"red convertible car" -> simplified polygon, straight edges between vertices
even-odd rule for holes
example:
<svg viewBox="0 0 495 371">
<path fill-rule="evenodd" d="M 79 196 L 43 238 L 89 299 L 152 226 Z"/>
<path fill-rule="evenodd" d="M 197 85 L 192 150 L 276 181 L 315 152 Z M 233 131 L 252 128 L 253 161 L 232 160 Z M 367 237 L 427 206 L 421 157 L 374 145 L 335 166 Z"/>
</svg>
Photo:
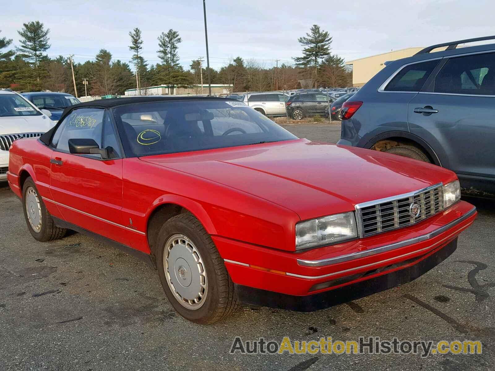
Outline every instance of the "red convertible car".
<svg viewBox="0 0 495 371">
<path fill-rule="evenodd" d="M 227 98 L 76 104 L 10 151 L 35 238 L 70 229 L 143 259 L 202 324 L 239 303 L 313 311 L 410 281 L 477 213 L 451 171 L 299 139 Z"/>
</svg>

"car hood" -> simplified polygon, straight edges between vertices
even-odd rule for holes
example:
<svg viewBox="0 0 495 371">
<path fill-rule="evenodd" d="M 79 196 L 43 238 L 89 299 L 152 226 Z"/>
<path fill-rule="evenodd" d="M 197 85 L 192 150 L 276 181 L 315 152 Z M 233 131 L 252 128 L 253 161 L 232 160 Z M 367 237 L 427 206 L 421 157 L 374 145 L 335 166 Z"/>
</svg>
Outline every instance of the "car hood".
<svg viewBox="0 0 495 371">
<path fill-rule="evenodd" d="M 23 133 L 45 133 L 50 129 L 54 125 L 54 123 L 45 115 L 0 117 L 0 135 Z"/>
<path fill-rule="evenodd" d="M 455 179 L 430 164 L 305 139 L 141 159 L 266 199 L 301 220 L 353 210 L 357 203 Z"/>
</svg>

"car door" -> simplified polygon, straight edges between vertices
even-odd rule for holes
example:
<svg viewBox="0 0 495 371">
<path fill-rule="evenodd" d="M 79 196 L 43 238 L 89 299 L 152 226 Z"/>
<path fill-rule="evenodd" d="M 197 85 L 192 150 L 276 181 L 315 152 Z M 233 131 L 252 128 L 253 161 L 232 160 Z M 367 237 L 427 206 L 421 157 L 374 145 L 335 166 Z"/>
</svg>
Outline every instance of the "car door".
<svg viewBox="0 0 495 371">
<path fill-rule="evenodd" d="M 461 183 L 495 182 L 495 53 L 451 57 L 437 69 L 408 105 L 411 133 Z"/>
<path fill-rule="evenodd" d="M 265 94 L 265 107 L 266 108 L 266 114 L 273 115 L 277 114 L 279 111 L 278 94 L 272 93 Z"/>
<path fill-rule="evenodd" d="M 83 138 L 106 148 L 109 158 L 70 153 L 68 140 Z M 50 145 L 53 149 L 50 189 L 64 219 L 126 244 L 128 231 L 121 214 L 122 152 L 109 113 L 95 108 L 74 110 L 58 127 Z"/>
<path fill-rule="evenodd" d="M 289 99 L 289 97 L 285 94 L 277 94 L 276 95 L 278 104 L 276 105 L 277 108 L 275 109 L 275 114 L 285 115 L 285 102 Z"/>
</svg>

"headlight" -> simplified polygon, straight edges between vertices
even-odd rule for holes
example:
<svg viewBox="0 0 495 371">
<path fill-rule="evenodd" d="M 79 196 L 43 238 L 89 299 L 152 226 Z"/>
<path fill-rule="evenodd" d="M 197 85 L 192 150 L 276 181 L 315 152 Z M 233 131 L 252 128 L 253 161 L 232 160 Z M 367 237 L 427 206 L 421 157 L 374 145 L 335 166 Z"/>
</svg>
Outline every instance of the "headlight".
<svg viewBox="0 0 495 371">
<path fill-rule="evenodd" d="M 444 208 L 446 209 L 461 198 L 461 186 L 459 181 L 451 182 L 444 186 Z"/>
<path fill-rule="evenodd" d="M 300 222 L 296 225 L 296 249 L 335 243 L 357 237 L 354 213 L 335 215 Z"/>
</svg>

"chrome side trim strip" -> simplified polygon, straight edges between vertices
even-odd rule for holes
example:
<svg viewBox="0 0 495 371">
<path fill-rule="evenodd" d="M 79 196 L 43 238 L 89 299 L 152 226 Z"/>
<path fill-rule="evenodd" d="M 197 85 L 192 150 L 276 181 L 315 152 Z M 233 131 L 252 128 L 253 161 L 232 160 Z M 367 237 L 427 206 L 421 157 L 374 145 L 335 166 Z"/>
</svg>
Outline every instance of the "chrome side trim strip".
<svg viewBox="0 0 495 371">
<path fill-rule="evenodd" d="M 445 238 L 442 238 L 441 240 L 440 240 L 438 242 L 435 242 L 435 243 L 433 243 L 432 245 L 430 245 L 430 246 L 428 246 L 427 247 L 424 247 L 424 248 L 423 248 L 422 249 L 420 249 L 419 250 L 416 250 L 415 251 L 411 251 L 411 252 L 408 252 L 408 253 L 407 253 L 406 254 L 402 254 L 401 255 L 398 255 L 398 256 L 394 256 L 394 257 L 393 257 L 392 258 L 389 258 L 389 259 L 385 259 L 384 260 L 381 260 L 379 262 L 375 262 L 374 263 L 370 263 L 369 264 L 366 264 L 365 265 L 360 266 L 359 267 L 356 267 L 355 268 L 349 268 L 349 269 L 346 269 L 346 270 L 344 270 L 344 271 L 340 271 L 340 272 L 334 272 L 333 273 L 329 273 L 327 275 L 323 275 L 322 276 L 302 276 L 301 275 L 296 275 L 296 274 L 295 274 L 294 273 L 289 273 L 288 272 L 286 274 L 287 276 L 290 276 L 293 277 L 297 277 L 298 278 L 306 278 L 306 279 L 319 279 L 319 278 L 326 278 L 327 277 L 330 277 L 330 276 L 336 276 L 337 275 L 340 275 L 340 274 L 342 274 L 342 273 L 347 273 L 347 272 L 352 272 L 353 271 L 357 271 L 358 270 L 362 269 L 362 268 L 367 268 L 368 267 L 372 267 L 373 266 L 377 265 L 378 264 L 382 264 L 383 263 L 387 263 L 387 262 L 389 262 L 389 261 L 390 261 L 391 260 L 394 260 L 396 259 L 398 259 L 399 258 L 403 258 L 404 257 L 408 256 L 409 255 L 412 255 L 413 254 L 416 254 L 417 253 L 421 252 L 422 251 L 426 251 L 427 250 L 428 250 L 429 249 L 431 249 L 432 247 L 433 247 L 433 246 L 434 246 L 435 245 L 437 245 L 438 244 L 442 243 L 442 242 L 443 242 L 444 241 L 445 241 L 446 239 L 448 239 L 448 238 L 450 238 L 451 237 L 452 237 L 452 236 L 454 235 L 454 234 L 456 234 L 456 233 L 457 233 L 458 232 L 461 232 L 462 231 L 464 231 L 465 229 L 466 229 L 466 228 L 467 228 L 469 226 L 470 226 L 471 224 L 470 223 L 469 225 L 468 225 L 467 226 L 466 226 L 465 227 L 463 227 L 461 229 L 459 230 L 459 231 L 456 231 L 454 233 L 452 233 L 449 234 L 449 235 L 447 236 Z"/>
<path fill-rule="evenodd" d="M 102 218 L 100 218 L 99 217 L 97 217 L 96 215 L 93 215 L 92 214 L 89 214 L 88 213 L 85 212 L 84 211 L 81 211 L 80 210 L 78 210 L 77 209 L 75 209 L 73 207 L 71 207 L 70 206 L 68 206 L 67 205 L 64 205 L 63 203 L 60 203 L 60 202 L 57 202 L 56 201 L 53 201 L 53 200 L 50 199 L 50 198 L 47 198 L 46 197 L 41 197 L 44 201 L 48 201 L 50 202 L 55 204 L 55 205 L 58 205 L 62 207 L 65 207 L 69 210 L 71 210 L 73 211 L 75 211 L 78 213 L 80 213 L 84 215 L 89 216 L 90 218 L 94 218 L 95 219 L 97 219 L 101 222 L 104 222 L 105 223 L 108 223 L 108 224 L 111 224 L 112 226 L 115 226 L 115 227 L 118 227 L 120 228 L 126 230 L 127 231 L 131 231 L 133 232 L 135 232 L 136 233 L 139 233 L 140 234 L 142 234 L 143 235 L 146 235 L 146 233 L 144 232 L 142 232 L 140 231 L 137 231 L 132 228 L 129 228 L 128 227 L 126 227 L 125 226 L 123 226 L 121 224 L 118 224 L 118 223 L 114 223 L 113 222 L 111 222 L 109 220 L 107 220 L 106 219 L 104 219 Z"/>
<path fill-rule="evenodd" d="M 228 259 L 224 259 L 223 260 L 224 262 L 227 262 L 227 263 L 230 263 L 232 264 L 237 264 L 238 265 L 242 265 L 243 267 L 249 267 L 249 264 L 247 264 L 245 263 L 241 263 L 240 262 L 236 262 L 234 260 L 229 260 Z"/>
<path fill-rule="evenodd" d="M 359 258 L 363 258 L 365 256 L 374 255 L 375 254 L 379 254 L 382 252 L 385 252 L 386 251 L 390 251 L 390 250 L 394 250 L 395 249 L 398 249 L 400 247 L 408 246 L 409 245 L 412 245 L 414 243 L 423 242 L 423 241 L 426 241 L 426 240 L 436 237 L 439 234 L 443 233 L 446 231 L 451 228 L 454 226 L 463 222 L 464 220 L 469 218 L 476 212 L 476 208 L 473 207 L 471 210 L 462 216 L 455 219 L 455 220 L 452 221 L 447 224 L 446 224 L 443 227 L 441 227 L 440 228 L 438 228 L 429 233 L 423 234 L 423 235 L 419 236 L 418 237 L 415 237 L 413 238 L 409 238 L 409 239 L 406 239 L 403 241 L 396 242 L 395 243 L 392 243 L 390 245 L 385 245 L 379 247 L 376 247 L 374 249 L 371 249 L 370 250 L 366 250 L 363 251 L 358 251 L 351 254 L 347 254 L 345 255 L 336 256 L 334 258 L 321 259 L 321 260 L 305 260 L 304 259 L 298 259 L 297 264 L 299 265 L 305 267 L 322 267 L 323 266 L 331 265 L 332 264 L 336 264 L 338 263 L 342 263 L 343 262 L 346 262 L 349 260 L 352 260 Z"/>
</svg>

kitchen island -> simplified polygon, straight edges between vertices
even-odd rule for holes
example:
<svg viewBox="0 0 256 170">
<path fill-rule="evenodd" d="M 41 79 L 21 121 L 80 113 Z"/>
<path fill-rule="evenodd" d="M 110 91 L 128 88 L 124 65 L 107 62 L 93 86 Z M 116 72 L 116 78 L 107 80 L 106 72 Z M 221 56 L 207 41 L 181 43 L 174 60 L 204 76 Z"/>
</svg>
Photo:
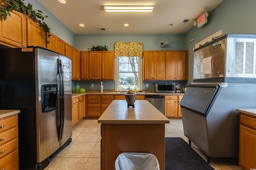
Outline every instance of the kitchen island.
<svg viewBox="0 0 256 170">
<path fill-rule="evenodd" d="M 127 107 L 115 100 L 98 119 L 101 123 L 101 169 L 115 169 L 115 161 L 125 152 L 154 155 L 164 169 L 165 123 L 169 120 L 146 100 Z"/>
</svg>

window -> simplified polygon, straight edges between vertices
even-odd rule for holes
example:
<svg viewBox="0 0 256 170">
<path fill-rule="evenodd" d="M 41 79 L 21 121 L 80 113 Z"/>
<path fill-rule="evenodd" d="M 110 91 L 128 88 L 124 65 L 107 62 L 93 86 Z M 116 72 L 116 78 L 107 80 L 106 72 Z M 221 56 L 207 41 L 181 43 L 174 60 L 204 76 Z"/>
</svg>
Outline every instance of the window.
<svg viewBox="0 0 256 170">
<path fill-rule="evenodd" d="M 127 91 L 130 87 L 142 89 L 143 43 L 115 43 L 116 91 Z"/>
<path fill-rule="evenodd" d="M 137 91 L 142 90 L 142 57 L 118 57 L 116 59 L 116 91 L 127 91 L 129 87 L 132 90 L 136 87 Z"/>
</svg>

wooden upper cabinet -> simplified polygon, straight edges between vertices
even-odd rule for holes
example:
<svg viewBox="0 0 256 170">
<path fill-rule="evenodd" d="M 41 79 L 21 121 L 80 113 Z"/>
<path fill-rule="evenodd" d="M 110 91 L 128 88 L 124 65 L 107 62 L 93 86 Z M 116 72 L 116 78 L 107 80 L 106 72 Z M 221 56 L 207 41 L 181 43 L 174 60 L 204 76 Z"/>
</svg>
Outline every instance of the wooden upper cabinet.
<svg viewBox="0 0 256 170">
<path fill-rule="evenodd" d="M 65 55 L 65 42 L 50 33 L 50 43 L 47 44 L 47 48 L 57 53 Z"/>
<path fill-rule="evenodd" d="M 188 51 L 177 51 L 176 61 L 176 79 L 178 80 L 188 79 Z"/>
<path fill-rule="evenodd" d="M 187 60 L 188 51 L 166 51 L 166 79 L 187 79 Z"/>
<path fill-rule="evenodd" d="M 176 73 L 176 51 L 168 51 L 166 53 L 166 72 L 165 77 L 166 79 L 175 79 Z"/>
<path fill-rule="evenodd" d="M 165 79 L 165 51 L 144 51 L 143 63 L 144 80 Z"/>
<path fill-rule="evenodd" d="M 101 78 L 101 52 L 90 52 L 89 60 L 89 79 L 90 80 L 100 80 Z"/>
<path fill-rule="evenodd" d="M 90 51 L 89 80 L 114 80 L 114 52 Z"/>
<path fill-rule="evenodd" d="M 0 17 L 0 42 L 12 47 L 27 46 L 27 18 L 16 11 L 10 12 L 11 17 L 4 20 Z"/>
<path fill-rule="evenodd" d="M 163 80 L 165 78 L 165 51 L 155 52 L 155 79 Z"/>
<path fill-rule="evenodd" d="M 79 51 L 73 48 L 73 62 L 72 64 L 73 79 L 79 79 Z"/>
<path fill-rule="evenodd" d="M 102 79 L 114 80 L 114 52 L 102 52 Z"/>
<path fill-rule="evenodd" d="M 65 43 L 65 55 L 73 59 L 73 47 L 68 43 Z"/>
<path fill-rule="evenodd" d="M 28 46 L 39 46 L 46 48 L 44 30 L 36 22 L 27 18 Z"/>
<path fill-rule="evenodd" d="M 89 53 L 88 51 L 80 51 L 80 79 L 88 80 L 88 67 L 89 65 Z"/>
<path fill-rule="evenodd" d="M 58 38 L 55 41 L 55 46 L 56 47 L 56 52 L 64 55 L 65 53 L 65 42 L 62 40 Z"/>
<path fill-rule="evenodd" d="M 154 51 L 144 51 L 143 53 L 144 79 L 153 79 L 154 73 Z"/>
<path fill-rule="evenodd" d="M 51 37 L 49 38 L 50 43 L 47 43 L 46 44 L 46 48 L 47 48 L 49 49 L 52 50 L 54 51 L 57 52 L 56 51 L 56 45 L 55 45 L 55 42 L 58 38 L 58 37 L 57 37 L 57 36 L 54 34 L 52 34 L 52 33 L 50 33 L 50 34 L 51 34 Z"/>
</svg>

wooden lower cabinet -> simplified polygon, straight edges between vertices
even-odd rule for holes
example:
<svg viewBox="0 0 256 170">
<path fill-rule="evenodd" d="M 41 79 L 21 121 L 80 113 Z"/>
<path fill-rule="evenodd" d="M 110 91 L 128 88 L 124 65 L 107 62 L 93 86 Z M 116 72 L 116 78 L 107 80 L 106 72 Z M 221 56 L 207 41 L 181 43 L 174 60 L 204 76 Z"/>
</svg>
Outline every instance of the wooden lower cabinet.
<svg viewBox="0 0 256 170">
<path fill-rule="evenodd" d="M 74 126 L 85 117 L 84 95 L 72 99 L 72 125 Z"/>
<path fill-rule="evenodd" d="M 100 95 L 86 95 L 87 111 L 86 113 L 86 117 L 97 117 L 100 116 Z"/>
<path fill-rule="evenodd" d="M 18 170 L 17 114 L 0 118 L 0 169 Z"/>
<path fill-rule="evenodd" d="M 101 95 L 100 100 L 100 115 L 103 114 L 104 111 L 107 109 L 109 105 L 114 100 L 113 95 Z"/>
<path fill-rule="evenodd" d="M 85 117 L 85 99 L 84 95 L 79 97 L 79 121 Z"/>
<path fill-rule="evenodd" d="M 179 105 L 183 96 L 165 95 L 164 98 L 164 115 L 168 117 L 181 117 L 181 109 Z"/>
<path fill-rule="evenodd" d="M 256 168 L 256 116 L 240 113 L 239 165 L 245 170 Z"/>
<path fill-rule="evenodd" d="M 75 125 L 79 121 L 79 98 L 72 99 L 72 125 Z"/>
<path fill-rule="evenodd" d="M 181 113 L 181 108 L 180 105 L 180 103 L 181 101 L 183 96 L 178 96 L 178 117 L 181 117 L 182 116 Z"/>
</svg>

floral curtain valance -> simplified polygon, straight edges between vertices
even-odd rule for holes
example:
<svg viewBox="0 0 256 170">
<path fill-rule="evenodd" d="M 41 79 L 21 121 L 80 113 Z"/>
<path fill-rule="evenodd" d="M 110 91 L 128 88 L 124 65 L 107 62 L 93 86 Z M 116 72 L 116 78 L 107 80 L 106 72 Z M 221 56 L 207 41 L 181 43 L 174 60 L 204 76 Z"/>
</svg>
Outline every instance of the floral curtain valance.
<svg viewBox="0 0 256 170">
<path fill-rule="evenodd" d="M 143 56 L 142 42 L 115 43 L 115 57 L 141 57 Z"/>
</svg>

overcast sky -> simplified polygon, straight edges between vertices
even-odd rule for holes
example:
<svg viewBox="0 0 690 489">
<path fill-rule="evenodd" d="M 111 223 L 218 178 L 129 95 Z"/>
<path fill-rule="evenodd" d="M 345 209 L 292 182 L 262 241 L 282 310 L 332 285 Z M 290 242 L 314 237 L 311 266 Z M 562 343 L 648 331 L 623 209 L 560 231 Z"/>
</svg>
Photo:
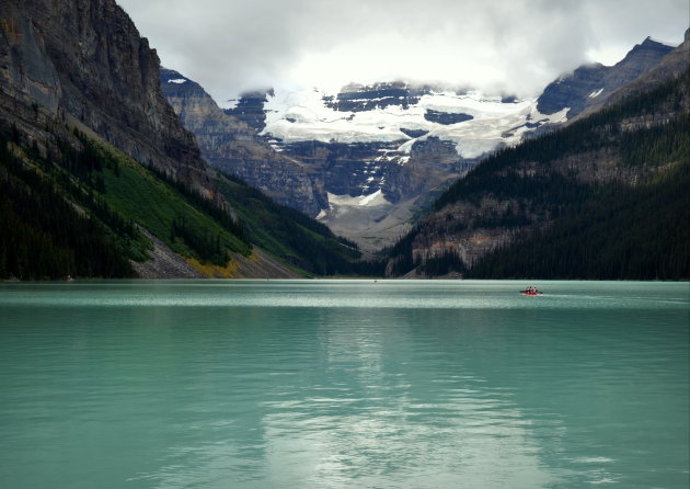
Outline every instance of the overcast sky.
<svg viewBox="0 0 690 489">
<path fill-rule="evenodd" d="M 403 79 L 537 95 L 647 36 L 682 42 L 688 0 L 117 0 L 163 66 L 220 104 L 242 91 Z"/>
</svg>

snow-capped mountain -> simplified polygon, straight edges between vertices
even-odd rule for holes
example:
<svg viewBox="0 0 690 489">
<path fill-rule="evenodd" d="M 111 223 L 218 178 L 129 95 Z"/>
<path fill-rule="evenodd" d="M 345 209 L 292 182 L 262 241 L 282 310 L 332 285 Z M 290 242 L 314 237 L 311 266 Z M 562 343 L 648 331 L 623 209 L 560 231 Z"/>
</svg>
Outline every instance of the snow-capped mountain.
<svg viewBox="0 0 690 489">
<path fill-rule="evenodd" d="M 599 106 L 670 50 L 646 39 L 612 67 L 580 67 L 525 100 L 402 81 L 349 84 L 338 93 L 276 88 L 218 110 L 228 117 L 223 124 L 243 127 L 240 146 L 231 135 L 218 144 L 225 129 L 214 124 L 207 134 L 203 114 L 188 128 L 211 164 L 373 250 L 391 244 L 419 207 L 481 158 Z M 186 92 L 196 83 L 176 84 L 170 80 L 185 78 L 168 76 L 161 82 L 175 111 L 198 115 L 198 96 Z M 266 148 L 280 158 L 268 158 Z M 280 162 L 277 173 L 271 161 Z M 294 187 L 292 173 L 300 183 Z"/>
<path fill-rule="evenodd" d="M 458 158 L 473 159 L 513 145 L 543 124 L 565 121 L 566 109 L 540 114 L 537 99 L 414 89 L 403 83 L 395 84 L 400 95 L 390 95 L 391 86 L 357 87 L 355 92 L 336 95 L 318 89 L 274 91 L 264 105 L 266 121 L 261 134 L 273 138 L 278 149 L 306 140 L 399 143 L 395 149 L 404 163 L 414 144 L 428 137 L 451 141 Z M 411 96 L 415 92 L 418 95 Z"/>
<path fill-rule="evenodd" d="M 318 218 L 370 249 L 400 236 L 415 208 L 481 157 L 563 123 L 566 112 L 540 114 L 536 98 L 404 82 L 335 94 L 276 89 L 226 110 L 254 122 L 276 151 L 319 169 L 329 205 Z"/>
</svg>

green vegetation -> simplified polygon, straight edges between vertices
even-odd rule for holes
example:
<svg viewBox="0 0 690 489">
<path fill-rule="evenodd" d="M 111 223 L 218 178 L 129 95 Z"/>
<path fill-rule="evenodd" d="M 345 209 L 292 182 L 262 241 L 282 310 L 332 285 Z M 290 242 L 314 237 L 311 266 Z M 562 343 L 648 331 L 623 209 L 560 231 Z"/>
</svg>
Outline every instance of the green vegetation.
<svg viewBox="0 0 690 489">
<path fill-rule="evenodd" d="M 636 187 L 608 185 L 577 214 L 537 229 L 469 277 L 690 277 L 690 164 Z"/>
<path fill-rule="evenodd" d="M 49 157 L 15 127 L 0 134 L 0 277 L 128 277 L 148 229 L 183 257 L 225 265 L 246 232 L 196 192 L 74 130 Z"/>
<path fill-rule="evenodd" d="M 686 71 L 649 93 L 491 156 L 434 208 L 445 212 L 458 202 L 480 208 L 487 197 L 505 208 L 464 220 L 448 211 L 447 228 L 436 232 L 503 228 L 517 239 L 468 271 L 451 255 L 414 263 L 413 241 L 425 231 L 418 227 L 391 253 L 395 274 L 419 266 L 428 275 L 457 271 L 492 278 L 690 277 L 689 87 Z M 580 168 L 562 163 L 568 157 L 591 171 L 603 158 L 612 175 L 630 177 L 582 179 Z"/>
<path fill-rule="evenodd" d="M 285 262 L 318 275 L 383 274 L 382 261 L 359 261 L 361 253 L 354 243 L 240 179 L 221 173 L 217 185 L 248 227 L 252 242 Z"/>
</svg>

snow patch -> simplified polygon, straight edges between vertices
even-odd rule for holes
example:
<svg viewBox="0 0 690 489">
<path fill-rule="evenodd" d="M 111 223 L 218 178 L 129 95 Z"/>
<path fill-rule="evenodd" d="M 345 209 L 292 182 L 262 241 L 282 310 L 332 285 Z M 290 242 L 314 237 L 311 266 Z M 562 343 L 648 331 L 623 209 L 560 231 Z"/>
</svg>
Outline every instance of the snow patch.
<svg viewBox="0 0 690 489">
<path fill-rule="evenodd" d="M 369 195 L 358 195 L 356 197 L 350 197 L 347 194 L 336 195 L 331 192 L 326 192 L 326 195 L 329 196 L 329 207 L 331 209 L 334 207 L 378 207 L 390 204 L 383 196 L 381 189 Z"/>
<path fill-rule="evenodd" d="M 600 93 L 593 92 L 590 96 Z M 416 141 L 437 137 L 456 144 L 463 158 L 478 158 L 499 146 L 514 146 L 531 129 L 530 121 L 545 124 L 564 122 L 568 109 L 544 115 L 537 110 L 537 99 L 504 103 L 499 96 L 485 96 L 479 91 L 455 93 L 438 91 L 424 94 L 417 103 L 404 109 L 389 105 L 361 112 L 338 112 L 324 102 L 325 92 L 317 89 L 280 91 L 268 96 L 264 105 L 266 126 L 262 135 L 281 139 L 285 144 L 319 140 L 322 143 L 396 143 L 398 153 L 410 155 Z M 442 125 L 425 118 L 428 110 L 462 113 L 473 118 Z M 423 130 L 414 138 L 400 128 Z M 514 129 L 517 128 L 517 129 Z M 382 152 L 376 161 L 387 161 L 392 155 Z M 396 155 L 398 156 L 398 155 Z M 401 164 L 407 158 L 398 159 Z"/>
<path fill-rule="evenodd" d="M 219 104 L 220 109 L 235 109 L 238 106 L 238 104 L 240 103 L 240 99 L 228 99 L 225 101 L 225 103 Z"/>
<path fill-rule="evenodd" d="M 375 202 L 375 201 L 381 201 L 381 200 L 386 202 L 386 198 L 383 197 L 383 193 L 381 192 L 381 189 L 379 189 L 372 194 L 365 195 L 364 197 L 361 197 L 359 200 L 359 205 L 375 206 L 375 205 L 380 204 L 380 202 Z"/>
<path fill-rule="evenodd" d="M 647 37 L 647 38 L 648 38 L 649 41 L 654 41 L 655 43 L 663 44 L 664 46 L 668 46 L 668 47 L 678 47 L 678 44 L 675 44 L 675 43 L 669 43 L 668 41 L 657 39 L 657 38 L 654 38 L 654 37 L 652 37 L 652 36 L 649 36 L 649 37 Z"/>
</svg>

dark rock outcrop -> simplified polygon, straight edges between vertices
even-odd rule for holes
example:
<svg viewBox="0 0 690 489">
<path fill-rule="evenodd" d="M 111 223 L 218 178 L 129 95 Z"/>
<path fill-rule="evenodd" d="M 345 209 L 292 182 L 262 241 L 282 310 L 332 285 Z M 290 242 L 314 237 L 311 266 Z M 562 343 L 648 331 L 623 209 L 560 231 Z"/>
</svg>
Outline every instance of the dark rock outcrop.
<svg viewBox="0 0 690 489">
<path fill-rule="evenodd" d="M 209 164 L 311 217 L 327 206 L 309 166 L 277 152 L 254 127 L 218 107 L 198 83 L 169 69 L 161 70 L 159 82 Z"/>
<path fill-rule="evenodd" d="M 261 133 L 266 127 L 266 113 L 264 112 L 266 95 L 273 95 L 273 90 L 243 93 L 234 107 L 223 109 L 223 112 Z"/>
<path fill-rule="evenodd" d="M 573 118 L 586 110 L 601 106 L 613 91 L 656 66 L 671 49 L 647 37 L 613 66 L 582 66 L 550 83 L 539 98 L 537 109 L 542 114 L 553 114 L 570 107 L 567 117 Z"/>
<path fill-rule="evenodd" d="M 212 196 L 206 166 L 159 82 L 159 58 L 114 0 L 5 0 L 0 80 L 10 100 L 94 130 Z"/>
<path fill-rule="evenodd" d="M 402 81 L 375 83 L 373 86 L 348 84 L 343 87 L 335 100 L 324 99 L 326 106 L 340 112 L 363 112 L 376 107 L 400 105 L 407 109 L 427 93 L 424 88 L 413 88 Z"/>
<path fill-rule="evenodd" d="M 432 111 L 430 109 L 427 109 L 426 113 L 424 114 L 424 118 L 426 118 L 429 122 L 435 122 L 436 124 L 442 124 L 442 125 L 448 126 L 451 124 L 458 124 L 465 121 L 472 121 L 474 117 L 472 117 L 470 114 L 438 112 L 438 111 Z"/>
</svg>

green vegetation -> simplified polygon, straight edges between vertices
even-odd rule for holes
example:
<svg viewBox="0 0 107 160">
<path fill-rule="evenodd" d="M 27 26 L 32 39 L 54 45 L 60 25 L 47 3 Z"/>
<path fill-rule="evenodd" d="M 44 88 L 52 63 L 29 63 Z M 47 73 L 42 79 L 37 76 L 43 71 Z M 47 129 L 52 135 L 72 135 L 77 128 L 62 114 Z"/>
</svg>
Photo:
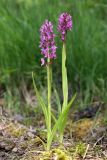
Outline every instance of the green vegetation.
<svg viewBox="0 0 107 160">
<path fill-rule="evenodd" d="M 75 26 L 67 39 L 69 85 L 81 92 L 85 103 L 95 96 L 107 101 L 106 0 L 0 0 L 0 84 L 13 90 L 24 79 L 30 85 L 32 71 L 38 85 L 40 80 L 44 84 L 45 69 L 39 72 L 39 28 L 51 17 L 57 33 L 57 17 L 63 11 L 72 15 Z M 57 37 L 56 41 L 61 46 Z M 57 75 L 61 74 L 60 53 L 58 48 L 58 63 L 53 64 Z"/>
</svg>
- - - -
Given exercise ::
Rewrite the listing from the line that has "snow-capped mountain ->" through the line that has "599 106 L 670", changing "Outline" to "Trace" and leaving everything else unchanged. Give back only those lines.

Written answer ::
snow-capped mountain -> simplified polygon, straight edges between vertices
even-odd rule for holes
example:
<svg viewBox="0 0 690 489">
<path fill-rule="evenodd" d="M 111 223 L 218 178 L 129 95 Z"/>
<path fill-rule="evenodd" d="M 345 209 L 292 182 L 262 241 L 282 310 L 332 285 Z M 290 242 L 314 237 L 311 266 Z M 562 343 L 648 331 L 623 209 L 560 231 Z"/>
</svg>
Trace every instance of the snow-capped mountain.
<svg viewBox="0 0 690 489">
<path fill-rule="evenodd" d="M 599 106 L 670 50 L 646 39 L 612 67 L 580 67 L 525 100 L 402 81 L 349 84 L 338 93 L 276 88 L 218 110 L 228 117 L 223 124 L 243 127 L 240 146 L 231 135 L 218 144 L 225 129 L 214 124 L 207 134 L 203 114 L 188 128 L 211 164 L 373 250 L 391 244 L 419 207 L 481 158 Z M 186 92 L 196 83 L 176 84 L 170 80 L 185 78 L 168 76 L 161 82 L 175 111 L 198 115 L 198 96 Z M 266 148 L 280 158 L 268 158 Z M 280 162 L 277 173 L 271 161 Z M 294 187 L 292 173 L 300 183 Z"/>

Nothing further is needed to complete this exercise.